**TASK**
Please copy every item below exactly as it appears, leaving out the pictures.

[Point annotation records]
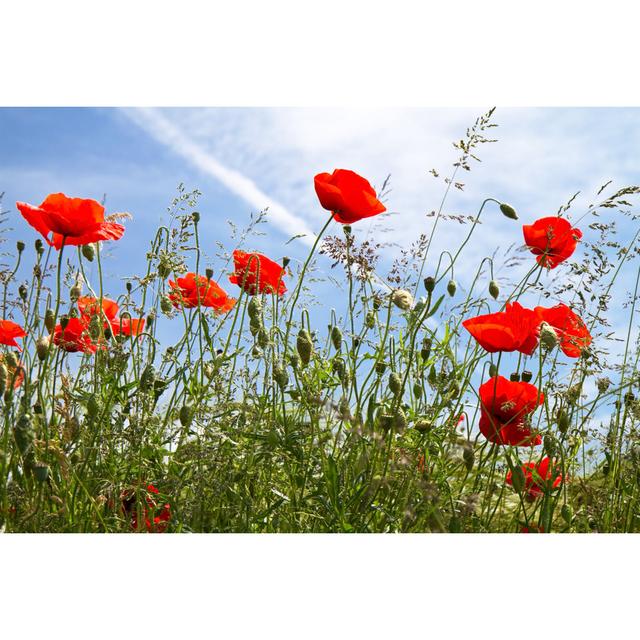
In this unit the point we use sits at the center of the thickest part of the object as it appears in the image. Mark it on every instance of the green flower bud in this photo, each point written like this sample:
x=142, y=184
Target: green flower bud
x=304, y=345
x=508, y=211
x=88, y=252
x=395, y=383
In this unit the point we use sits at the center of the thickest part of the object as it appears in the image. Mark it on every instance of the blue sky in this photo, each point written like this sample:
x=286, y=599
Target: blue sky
x=243, y=159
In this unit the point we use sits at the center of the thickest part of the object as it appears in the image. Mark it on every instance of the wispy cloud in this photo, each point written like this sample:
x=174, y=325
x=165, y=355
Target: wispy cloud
x=168, y=134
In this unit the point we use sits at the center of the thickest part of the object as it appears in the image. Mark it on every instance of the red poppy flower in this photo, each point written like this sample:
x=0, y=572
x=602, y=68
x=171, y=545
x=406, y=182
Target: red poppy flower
x=9, y=331
x=511, y=330
x=88, y=307
x=155, y=521
x=505, y=406
x=349, y=196
x=573, y=335
x=192, y=287
x=13, y=373
x=252, y=267
x=75, y=336
x=537, y=477
x=552, y=239
x=75, y=220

**RESULT**
In this unit the point we use sits at the center of the thickest part of the object as it appears in the image. Mark it on every instance of the green flower bud in this photo, each point written like this sample:
x=142, y=184
Target: green flower bud
x=304, y=345
x=508, y=211
x=88, y=252
x=395, y=383
In this unit the point we use sits at the center of the thickest part of the object as it appears in the image. Mark it on every instance of the blue sky in this photo, each point written like this sample:
x=286, y=599
Target: blue sky
x=243, y=159
In this unit the point we use sits at the center of the thickest part of the object as it appears in the image. Mark it on every instance of the wispy cloud in this photo, each point written like this sample:
x=174, y=325
x=165, y=355
Target: wispy cloud
x=168, y=134
In this unit the point we use sits at the center of the thickest part of the object as it appears in the image. Mark it on every instance of the red poppy flower in this photo, each point written like this sample:
x=0, y=572
x=602, y=68
x=171, y=545
x=406, y=182
Target: red poppy flower
x=9, y=331
x=511, y=330
x=88, y=307
x=155, y=521
x=505, y=406
x=349, y=196
x=573, y=335
x=192, y=287
x=13, y=373
x=252, y=267
x=75, y=336
x=537, y=477
x=552, y=239
x=75, y=220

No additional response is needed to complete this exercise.